(Stored items)
#####

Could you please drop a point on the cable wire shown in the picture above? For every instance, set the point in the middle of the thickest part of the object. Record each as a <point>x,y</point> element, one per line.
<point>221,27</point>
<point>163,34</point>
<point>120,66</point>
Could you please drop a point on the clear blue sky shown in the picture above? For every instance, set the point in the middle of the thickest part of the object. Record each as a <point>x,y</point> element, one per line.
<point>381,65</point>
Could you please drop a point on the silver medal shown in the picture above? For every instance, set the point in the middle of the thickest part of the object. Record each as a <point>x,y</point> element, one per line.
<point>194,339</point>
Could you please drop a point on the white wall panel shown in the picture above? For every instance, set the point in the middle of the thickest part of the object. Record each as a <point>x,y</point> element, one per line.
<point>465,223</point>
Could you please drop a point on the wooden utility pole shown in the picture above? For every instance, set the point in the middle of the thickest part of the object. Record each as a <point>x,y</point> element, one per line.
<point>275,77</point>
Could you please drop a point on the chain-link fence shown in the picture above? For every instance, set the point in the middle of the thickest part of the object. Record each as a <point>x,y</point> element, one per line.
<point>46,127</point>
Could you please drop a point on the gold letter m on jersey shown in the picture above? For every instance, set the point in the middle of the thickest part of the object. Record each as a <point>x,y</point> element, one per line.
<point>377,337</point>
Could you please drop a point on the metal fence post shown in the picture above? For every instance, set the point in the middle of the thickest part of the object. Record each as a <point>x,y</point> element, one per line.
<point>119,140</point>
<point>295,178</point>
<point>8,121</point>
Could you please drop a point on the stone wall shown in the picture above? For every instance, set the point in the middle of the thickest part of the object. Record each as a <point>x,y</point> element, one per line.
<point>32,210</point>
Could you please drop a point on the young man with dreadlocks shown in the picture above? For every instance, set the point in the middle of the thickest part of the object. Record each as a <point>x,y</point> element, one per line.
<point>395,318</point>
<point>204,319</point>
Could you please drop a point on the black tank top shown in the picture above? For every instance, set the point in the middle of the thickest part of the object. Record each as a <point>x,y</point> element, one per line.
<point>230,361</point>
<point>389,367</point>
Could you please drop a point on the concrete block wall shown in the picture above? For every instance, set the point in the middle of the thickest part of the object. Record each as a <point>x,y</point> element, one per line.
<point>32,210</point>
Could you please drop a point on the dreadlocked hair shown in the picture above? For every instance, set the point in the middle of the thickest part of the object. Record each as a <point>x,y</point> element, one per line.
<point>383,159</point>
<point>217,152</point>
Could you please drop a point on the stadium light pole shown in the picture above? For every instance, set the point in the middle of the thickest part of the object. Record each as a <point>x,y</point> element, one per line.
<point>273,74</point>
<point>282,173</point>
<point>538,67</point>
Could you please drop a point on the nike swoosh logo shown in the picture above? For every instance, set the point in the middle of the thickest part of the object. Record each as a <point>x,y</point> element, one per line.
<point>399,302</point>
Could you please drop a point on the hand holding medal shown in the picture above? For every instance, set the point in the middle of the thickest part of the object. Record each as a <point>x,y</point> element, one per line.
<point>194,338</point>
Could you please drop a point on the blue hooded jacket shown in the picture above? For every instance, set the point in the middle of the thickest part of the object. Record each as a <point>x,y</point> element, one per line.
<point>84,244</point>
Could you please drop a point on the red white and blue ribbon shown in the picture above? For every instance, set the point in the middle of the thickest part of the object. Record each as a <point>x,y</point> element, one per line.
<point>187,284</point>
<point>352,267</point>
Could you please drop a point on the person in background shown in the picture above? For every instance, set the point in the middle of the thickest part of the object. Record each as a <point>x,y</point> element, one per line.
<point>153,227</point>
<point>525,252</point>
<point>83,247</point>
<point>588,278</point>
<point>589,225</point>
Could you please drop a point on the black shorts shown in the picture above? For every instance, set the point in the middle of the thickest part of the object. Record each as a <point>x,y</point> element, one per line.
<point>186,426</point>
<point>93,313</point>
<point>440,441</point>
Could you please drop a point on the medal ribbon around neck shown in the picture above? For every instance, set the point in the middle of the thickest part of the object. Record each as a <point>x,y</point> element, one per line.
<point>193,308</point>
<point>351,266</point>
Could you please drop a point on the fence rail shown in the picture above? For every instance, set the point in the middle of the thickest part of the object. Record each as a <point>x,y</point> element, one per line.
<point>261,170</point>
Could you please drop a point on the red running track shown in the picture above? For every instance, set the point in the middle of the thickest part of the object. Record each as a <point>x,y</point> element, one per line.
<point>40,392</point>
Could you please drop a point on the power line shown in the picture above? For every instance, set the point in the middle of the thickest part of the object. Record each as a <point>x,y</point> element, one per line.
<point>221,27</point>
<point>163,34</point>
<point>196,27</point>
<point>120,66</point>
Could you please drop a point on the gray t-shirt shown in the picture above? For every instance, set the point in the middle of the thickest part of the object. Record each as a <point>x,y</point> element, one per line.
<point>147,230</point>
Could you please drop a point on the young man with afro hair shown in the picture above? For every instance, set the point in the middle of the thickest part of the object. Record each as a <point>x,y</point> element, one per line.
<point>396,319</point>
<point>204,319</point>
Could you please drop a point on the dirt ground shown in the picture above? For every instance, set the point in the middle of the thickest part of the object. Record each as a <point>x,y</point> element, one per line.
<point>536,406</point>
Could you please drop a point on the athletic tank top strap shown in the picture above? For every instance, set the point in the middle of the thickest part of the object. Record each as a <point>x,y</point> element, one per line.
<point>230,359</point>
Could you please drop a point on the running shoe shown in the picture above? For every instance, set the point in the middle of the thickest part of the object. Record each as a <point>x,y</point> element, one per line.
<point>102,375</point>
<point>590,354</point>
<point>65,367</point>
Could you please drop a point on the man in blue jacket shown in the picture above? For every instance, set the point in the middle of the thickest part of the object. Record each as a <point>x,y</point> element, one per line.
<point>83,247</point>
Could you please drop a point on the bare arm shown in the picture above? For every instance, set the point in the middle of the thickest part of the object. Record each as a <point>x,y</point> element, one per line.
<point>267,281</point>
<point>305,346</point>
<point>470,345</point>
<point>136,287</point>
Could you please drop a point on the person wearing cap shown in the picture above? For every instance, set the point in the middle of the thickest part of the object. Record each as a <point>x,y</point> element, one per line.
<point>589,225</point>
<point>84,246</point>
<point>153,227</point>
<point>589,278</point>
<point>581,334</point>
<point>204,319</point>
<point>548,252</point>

#####

* [Problem description]
The records above need to be written out once more, exactly.

* [Result of the task]
Could you please drop a point on the cable wire shown in the picture above? For every instance, set the point in the middle of the thickest part of the object. Record each as a <point>x,y</point> element, one per line.
<point>221,27</point>
<point>163,34</point>
<point>120,66</point>
Could you please drop a point on the clear blue sky shown in the picture above? For every instance, set the point in the middle of the thickest part of the object. Record each as a <point>x,y</point> element, one per line.
<point>381,65</point>
Could you please drop a point on the silver medal shown in the picture above? For every instance, set the point in the middle of the thickest part of the object. Record each as a <point>x,y</point> element, one per line.
<point>194,339</point>
Could you please drop a point on the white wall panel shown in the picture above? For every instance, set the point in the middle of the thickest part of the object. Record each as a <point>x,y</point> element, one per line.
<point>465,223</point>
Could you please drop a point on the wooden utility pole shown in the picture above? For every instance, set the point in the middle of the thickest part of the object. Record each as a <point>x,y</point> element, one per line.
<point>275,77</point>
Could you please drop a point on the chain-link fence shown in the picture above? For every instance, set the point in the middle of the thickest part of the object. Record each as a <point>x,y</point> element, one per line.
<point>46,127</point>
Could you please drop a point on the gold letter m on jersey shown in the picture above? For every instance, set the point in the middle of the thickest part of the object. Record each as a <point>x,y</point> element, one per line.
<point>377,337</point>
Could you please drop a point on the metal fence post shown in the picture above? For every instance, set the point in the middle of the thickest part of the object. Record each as a <point>x,y</point> element, one per line.
<point>119,140</point>
<point>295,178</point>
<point>8,121</point>
Could you please drop a point on the stone wall shown in the picture above? For every instance, set the point in the middle of the thickest part of the object. Record each as a <point>x,y</point> element, one per line.
<point>32,210</point>
Could you please drop a point on the young man with dreadlocks shown in the picture above? For every instance, set the point in the middle of the thickest part of the object. Record each as a <point>x,y</point> element, one per line.
<point>395,318</point>
<point>204,319</point>
Could you please drop a point on the black tank top shown in the picture above? For every instance, set the point in the middle of the thickest part of the object. Record each as a <point>x,y</point> element, one per line.
<point>230,361</point>
<point>389,367</point>
Could you please drop a point on the concrete block wall shown in the picture above? For every instance, set the point in the middle of the thickest part of the object. Record each as a <point>x,y</point> element, one per line.
<point>32,210</point>
Could you please drop a point on the dreadlocked hair shown in the picture above? For every instance, set the point in the middle of the thickest part of the object. Record each as a <point>x,y</point> element, one per line.
<point>383,159</point>
<point>217,152</point>
Could you please drop a point on the stadium light pole shown in the picture above? For every instance, set the point in the middle of the thickest part of the object. Record each as a <point>x,y</point> element, one per line.
<point>273,74</point>
<point>282,173</point>
<point>538,67</point>
Could you please drop a point on the nike swoosh logo shown in the picture above? For every instance, set the point in the middle of the thickest part of the object. Record each as a <point>x,y</point> element, one per line.
<point>399,302</point>
Could you please drop a point on the hand holding medal shown in the picture above? For every instance, set the point in the middle of the thickest part of the object. Record each as a <point>x,y</point> element, one per line.
<point>194,338</point>
Could you please drop a point on the blue hooded jacket shown in the picture above? For every instance, set the point in the middle of the thickest part of the object. Record each as a <point>x,y</point> element, one per line.
<point>84,244</point>
Could you please drop a point on the red white and blue ribbon shown in the picture above? For every instance, set the point in the middle of the thickest part of the object. Record each as a <point>x,y</point> element, one per line.
<point>187,284</point>
<point>352,267</point>
Could you please drop a point on the person in background shown in the picture above? For every instance, set the point in the middle of the thickest part of the object. Record each as a <point>x,y</point> element, one per line.
<point>153,227</point>
<point>525,252</point>
<point>83,247</point>
<point>588,278</point>
<point>589,225</point>
Could you please drop a point on the black shorts shown in the picture above? For every instance, set the point in the middle of the thickest part of the object. Record each as a <point>x,y</point> element, one per line.
<point>186,426</point>
<point>93,313</point>
<point>440,441</point>
Could you please drop a point on the medal ribbon around neck shown in the picture above? For every instance, set the point in the middle of the thickest part of the object. Record each as a <point>x,y</point> element, one per line.
<point>193,308</point>
<point>351,266</point>
Could you please drop a point on the fence rail shown in the picture above? For every instance, set the point in the middle of the thickest part of the object. Record each as a <point>x,y</point> element, one per line.
<point>261,170</point>
Could you please drop a point on the red running track shown in the picture above? For every instance, set the point in the middle of the thickest part of the object. Record each as a <point>x,y</point> element, one per line.
<point>40,392</point>
Could you please drop a point on the power line shown in the picture above? For every instance, set the point in the middle of the thickest part of the object. Record each as a <point>x,y</point> element, one per line.
<point>221,27</point>
<point>163,34</point>
<point>196,27</point>
<point>120,66</point>
Could you please drop a point on the gray t-shirt shown in the picture above? For every instance, set the point in the middle of the thickest part of the object. Record each as a <point>x,y</point> element, one per line.
<point>147,230</point>
Could you please drop a point on the young man with afro hair shown in the picture above? For every instance, set the point in the middle of the thickest part of the object. Record each as a <point>x,y</point> element, one per line.
<point>396,319</point>
<point>204,319</point>
Could you please drop a point on the dirt ground shown in the picture above? For every instance, set the point in the middle of the thickest part of the object. Record each as a <point>x,y</point> element, one per line.
<point>536,406</point>
Could you please drop a point on the athletic tank top strap shown in the picture above? For every instance, set the point in the middle of the thickest part of the object. Record each as a <point>x,y</point> element, one per line.
<point>230,359</point>
Could you please drop a point on the running shoe shown in the picture above? For every instance, set the point in the middle of the thickest part of the object. Record each as a <point>x,y</point> element, one per line.
<point>102,375</point>
<point>590,354</point>
<point>65,367</point>
Could you please drop a point on the man in blue jacket shown in the picture above? For every instance, set the point in the middle of the thickest part of the object. Record each as a <point>x,y</point> element, one per line.
<point>83,247</point>
Could you please drop a point on the bare arm shown in the picture above? For every instance, set the point in the middle of the thickest part of the object. Record each as a <point>x,y</point> element, one per line.
<point>267,281</point>
<point>305,346</point>
<point>470,345</point>
<point>136,287</point>
Could you please drop a point on the person wearing cap shown in the picture above? For every instance, set the point in the middle of the thickest part of the object. Record each as a <point>x,y</point> element, one per line.
<point>589,225</point>
<point>84,246</point>
<point>153,227</point>
<point>589,278</point>
<point>581,334</point>
<point>204,319</point>
<point>548,252</point>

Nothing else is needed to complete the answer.